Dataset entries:
::::::

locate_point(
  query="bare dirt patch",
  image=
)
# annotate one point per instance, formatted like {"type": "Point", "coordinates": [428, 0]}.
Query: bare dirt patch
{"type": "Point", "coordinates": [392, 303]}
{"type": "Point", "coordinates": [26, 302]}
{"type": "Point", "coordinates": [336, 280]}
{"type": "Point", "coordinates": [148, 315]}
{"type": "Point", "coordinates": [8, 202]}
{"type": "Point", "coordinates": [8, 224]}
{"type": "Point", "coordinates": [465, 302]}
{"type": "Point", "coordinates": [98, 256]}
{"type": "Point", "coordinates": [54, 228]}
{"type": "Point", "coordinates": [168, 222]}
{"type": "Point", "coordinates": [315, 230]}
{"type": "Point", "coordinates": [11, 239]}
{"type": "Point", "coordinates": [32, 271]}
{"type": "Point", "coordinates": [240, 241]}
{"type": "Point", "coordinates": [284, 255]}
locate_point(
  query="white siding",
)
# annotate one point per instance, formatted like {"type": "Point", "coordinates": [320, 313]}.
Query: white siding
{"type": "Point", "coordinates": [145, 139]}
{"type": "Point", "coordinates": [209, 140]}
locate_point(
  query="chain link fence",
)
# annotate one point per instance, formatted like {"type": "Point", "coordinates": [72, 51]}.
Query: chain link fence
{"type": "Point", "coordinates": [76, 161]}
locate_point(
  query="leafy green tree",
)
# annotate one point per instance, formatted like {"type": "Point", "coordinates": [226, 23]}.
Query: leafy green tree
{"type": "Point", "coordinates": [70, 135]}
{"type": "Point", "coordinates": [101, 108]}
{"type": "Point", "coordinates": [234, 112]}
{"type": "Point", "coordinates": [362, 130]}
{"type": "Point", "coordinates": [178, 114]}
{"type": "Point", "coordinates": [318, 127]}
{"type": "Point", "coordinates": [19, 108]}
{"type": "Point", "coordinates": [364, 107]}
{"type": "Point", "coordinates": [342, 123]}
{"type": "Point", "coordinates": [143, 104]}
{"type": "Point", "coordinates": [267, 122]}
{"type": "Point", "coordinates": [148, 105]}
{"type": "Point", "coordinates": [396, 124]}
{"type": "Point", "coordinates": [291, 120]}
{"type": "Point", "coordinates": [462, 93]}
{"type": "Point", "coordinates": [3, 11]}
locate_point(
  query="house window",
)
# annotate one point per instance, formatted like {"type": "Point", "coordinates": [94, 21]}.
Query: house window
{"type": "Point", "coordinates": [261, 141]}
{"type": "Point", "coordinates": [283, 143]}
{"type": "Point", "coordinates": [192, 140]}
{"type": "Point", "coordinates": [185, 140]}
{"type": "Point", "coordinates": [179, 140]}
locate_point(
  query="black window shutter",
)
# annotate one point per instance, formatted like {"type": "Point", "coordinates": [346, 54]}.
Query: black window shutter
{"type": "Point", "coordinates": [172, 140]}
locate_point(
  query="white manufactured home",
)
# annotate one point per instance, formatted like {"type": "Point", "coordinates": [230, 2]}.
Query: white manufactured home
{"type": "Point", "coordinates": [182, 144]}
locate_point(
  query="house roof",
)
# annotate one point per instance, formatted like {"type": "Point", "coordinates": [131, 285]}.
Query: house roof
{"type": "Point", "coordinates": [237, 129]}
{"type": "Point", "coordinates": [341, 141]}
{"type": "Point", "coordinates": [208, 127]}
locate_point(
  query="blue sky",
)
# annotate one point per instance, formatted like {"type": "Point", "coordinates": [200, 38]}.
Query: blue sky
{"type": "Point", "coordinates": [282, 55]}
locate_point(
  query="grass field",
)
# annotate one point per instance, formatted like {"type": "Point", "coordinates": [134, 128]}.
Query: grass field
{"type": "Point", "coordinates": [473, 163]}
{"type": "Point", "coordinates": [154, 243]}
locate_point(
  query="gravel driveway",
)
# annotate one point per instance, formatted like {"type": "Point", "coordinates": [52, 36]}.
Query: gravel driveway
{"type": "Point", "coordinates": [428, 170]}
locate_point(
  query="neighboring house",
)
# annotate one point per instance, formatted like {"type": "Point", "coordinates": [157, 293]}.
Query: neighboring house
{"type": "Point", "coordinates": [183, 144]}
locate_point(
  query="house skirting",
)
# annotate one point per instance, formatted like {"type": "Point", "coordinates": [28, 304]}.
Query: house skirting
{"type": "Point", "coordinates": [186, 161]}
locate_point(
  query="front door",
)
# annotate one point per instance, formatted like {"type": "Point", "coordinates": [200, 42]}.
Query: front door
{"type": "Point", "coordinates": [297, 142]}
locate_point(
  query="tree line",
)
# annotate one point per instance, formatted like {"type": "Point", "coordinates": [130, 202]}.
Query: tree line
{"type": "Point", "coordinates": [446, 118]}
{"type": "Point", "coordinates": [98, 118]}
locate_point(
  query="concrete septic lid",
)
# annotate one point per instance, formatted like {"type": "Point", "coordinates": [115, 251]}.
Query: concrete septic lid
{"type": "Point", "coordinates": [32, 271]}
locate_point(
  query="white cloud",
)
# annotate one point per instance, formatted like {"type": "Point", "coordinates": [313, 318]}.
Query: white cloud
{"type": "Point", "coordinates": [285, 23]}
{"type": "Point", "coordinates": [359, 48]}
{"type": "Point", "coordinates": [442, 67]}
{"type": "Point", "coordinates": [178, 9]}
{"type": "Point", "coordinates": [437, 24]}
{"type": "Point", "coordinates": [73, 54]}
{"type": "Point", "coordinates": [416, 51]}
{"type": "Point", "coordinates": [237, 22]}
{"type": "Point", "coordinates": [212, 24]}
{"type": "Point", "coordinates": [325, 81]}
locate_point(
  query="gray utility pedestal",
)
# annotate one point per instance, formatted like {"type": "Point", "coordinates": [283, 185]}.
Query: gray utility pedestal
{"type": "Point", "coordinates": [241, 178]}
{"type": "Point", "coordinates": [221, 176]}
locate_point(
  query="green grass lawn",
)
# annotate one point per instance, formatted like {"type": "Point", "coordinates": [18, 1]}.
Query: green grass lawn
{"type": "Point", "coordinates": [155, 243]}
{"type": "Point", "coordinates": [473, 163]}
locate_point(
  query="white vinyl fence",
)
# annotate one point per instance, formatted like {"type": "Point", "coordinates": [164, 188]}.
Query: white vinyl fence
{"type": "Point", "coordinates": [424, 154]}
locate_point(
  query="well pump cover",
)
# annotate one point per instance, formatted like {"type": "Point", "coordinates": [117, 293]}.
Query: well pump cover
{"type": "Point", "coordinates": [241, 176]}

::::::

• [Directions] Return the data from the top line through the bottom line exactly.

• [Answer box]
locate_point(
  query="bare dirt patch",
  image=
)
# annotate one point per instance, formatted like {"type": "Point", "coordinates": [428, 0]}.
Query: bare dirt patch
{"type": "Point", "coordinates": [392, 303]}
{"type": "Point", "coordinates": [26, 302]}
{"type": "Point", "coordinates": [336, 280]}
{"type": "Point", "coordinates": [148, 315]}
{"type": "Point", "coordinates": [8, 202]}
{"type": "Point", "coordinates": [8, 224]}
{"type": "Point", "coordinates": [465, 302]}
{"type": "Point", "coordinates": [98, 256]}
{"type": "Point", "coordinates": [54, 228]}
{"type": "Point", "coordinates": [168, 222]}
{"type": "Point", "coordinates": [315, 230]}
{"type": "Point", "coordinates": [11, 239]}
{"type": "Point", "coordinates": [32, 271]}
{"type": "Point", "coordinates": [240, 241]}
{"type": "Point", "coordinates": [284, 255]}
locate_point(
  query="white siding",
)
# annotate one point per instance, formatted like {"type": "Point", "coordinates": [320, 313]}.
Query: white siding
{"type": "Point", "coordinates": [145, 139]}
{"type": "Point", "coordinates": [209, 140]}
locate_point(
  query="chain link fence",
)
# annotate one point per instance, formatted like {"type": "Point", "coordinates": [72, 51]}.
Query: chain link fence
{"type": "Point", "coordinates": [76, 161]}
locate_point(
  query="leafy green tree",
)
# annotate one point per instance, formatted like {"type": "Point", "coordinates": [226, 23]}.
Query: leafy green tree
{"type": "Point", "coordinates": [70, 135]}
{"type": "Point", "coordinates": [101, 108]}
{"type": "Point", "coordinates": [234, 112]}
{"type": "Point", "coordinates": [362, 130]}
{"type": "Point", "coordinates": [178, 114]}
{"type": "Point", "coordinates": [318, 127]}
{"type": "Point", "coordinates": [19, 108]}
{"type": "Point", "coordinates": [364, 107]}
{"type": "Point", "coordinates": [342, 123]}
{"type": "Point", "coordinates": [143, 104]}
{"type": "Point", "coordinates": [267, 122]}
{"type": "Point", "coordinates": [148, 105]}
{"type": "Point", "coordinates": [396, 124]}
{"type": "Point", "coordinates": [291, 120]}
{"type": "Point", "coordinates": [462, 93]}
{"type": "Point", "coordinates": [3, 11]}
locate_point(
  query="house window",
)
# annotate one point per instance, formatted like {"type": "Point", "coordinates": [94, 21]}.
Query: house window
{"type": "Point", "coordinates": [261, 141]}
{"type": "Point", "coordinates": [283, 143]}
{"type": "Point", "coordinates": [192, 140]}
{"type": "Point", "coordinates": [185, 140]}
{"type": "Point", "coordinates": [179, 140]}
locate_point(
  query="black window shutter",
)
# annotate one point per instance, formatted like {"type": "Point", "coordinates": [346, 54]}.
Query: black window shutter
{"type": "Point", "coordinates": [172, 140]}
locate_point(
  query="white manufactured home",
)
# annotate one point per instance, formatted like {"type": "Point", "coordinates": [230, 2]}.
Query: white manufactured home
{"type": "Point", "coordinates": [182, 144]}
locate_point(
  query="house roof",
)
# annotate one point per instance, formatted like {"type": "Point", "coordinates": [131, 285]}.
Query: house roof
{"type": "Point", "coordinates": [237, 129]}
{"type": "Point", "coordinates": [341, 141]}
{"type": "Point", "coordinates": [208, 127]}
locate_point(
  query="blue sky",
)
# annotate one point per instance, formatted like {"type": "Point", "coordinates": [200, 38]}.
Query: blue sky
{"type": "Point", "coordinates": [282, 55]}
locate_point(
  query="grass field",
)
# annotate one point per instance, formatted like {"type": "Point", "coordinates": [134, 128]}.
Query: grass field
{"type": "Point", "coordinates": [473, 163]}
{"type": "Point", "coordinates": [154, 243]}
locate_point(
  query="gravel driveway",
)
# annotate one point per instance, formatted like {"type": "Point", "coordinates": [52, 36]}.
Query: gravel driveway
{"type": "Point", "coordinates": [428, 170]}
locate_point(
  query="neighboring house",
)
# annotate one point per instance, formatted like {"type": "Point", "coordinates": [157, 293]}.
Query: neighboring house
{"type": "Point", "coordinates": [183, 144]}
locate_point(
  query="house skirting",
)
# annotate one point per instance, formatted like {"type": "Point", "coordinates": [28, 304]}.
Query: house skirting
{"type": "Point", "coordinates": [186, 161]}
locate_point(
  query="front door",
)
# annotate one point per instance, formatted like {"type": "Point", "coordinates": [200, 42]}.
Query: front door
{"type": "Point", "coordinates": [297, 142]}
locate_point(
  query="tree line",
)
# annotate one point per instance, formatted like {"type": "Point", "coordinates": [130, 202]}.
Query: tree line
{"type": "Point", "coordinates": [446, 118]}
{"type": "Point", "coordinates": [98, 118]}
locate_point(
  query="concrete septic lid",
)
# annotate one point per instance, formatted like {"type": "Point", "coordinates": [115, 251]}.
Query: concrete septic lid
{"type": "Point", "coordinates": [32, 271]}
locate_point(
  query="white cloud",
)
# annotate one point per instance, formatted like {"type": "Point", "coordinates": [313, 318]}.
Query: white cloud
{"type": "Point", "coordinates": [285, 23]}
{"type": "Point", "coordinates": [359, 48]}
{"type": "Point", "coordinates": [442, 67]}
{"type": "Point", "coordinates": [178, 9]}
{"type": "Point", "coordinates": [437, 24]}
{"type": "Point", "coordinates": [73, 54]}
{"type": "Point", "coordinates": [416, 51]}
{"type": "Point", "coordinates": [237, 22]}
{"type": "Point", "coordinates": [212, 24]}
{"type": "Point", "coordinates": [325, 81]}
locate_point(
  query="gray utility pedestal",
)
# annotate one point per instance, formatted like {"type": "Point", "coordinates": [283, 185]}.
Query: gray utility pedestal
{"type": "Point", "coordinates": [241, 178]}
{"type": "Point", "coordinates": [221, 176]}
locate_point(
  query="green grass lawn",
)
# annotate one point per instance, formatted like {"type": "Point", "coordinates": [18, 1]}.
Query: green grass lawn
{"type": "Point", "coordinates": [155, 243]}
{"type": "Point", "coordinates": [473, 163]}
locate_point(
  query="white vinyl fence",
)
# annotate one point per instance, formatted like {"type": "Point", "coordinates": [164, 188]}.
Query: white vinyl fence
{"type": "Point", "coordinates": [424, 154]}
locate_point(
  query="well pump cover",
)
# annotate one point per instance, formatted like {"type": "Point", "coordinates": [117, 293]}.
Query: well pump cover
{"type": "Point", "coordinates": [241, 176]}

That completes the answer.